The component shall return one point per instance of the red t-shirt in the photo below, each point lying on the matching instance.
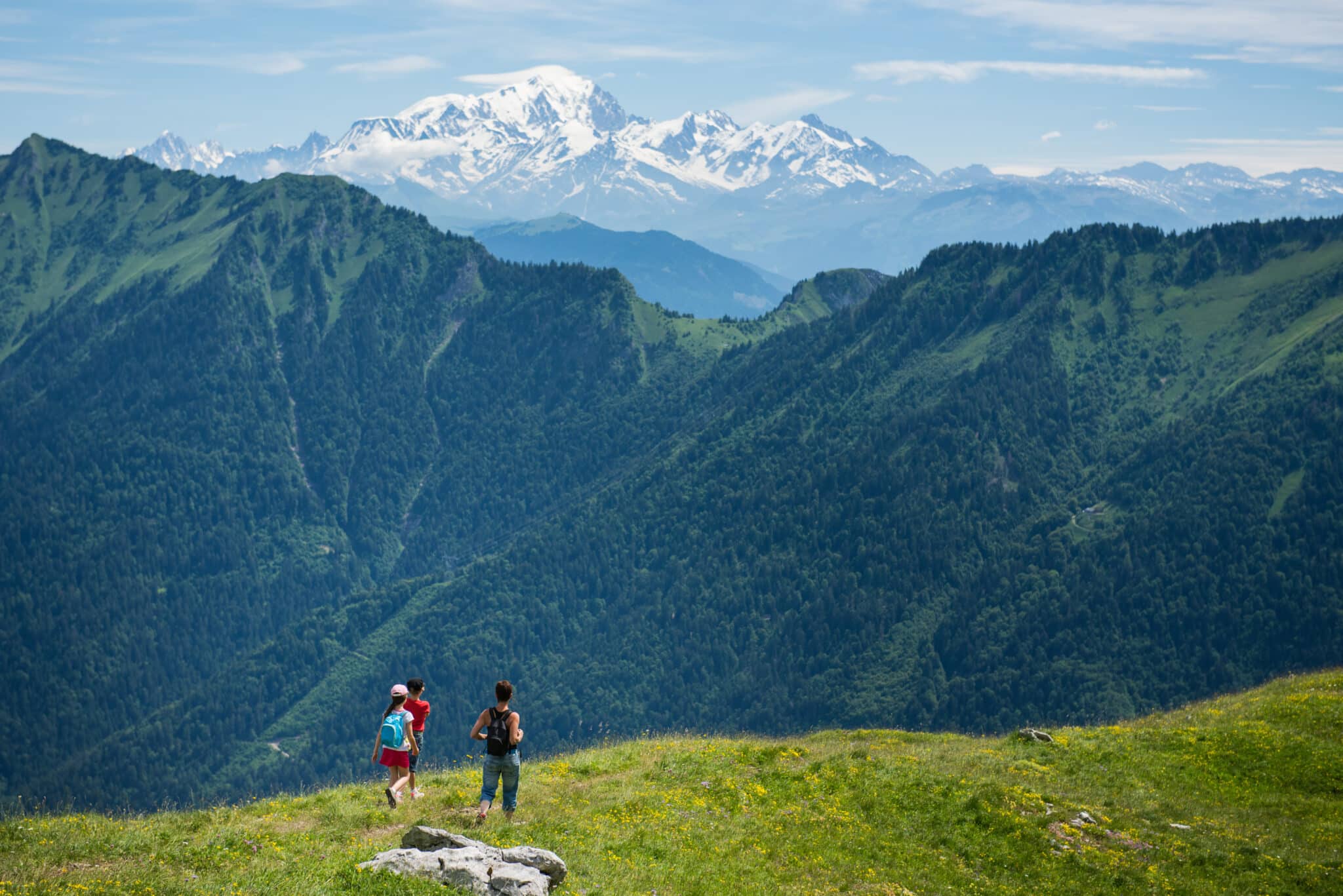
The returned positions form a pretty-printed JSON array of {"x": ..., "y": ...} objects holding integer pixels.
[{"x": 420, "y": 709}]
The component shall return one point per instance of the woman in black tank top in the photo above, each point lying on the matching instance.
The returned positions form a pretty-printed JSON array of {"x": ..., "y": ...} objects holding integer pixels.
[{"x": 500, "y": 728}]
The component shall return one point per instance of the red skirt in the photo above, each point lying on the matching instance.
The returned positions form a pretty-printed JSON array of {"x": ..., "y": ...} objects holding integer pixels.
[{"x": 395, "y": 758}]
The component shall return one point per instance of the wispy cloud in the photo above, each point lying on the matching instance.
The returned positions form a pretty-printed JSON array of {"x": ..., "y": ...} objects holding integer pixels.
[
  {"x": 256, "y": 64},
  {"x": 785, "y": 105},
  {"x": 52, "y": 89},
  {"x": 46, "y": 78},
  {"x": 394, "y": 66},
  {"x": 1276, "y": 57},
  {"x": 605, "y": 51},
  {"x": 504, "y": 78},
  {"x": 913, "y": 70},
  {"x": 1290, "y": 23}
]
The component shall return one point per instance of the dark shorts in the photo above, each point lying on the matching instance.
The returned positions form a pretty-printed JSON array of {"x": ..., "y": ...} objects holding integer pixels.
[{"x": 420, "y": 741}]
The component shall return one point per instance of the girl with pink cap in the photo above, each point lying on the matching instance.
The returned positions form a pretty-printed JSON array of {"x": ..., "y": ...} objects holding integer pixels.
[{"x": 395, "y": 745}]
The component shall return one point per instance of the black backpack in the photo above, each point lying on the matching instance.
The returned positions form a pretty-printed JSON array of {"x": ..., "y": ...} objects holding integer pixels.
[{"x": 496, "y": 734}]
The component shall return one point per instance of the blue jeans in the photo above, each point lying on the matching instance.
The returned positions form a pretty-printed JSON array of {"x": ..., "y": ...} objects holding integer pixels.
[{"x": 506, "y": 766}]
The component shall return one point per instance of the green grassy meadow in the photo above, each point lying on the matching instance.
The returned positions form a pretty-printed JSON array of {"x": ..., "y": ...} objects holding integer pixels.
[{"x": 1256, "y": 778}]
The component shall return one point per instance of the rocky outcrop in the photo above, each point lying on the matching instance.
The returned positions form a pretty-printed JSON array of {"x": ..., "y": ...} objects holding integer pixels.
[{"x": 480, "y": 868}]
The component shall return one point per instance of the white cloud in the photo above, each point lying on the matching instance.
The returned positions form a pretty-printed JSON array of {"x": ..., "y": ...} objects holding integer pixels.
[
  {"x": 58, "y": 90},
  {"x": 394, "y": 66},
  {"x": 1276, "y": 57},
  {"x": 1291, "y": 23},
  {"x": 256, "y": 64},
  {"x": 504, "y": 78},
  {"x": 593, "y": 51},
  {"x": 785, "y": 105},
  {"x": 45, "y": 78},
  {"x": 913, "y": 70}
]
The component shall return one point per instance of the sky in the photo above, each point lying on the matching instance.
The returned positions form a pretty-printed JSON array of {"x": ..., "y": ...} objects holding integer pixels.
[{"x": 1022, "y": 87}]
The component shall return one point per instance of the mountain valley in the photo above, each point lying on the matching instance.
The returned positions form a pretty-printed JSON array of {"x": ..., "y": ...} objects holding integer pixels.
[{"x": 268, "y": 446}]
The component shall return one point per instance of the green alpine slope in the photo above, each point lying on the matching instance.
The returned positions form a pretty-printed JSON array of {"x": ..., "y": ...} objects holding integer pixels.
[
  {"x": 1071, "y": 481},
  {"x": 1235, "y": 796}
]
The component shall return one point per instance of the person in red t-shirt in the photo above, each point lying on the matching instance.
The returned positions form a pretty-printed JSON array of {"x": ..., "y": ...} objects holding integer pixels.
[{"x": 418, "y": 709}]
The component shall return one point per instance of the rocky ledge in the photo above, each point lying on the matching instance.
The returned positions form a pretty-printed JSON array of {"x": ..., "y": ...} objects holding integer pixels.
[{"x": 480, "y": 868}]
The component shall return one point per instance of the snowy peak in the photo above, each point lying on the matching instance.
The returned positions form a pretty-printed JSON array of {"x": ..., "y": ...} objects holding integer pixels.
[
  {"x": 209, "y": 157},
  {"x": 555, "y": 142},
  {"x": 175, "y": 153}
]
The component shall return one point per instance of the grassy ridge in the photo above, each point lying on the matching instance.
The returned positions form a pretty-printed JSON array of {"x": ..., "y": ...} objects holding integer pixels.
[{"x": 1256, "y": 777}]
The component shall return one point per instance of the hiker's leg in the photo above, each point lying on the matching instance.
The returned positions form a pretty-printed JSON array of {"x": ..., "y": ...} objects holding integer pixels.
[
  {"x": 512, "y": 766},
  {"x": 420, "y": 742},
  {"x": 489, "y": 782}
]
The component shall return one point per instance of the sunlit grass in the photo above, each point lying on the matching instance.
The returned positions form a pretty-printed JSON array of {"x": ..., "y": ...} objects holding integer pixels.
[{"x": 1257, "y": 779}]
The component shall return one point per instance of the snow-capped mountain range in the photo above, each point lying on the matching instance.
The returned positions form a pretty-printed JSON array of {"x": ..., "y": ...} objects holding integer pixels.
[{"x": 795, "y": 197}]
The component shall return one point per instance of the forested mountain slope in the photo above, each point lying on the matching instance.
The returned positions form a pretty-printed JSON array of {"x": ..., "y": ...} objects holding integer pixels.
[
  {"x": 1241, "y": 794},
  {"x": 1071, "y": 480},
  {"x": 222, "y": 408},
  {"x": 676, "y": 273}
]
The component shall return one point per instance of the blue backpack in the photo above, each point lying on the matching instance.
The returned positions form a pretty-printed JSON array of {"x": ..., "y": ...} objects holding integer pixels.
[{"x": 394, "y": 731}]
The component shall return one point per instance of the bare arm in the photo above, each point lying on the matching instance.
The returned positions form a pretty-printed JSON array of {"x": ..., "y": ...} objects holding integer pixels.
[{"x": 515, "y": 731}]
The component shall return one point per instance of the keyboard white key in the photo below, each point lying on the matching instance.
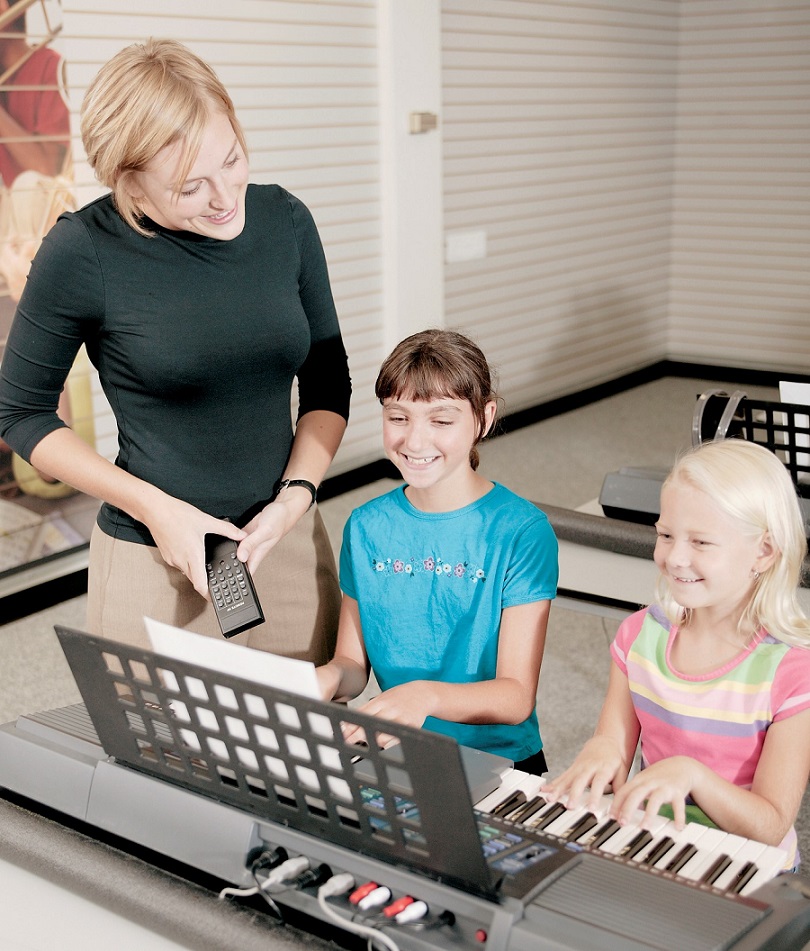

------

- Exercise aim:
How many of the lines above contain the string "backpack"? Reply with the number only.

- Finished exercise:
2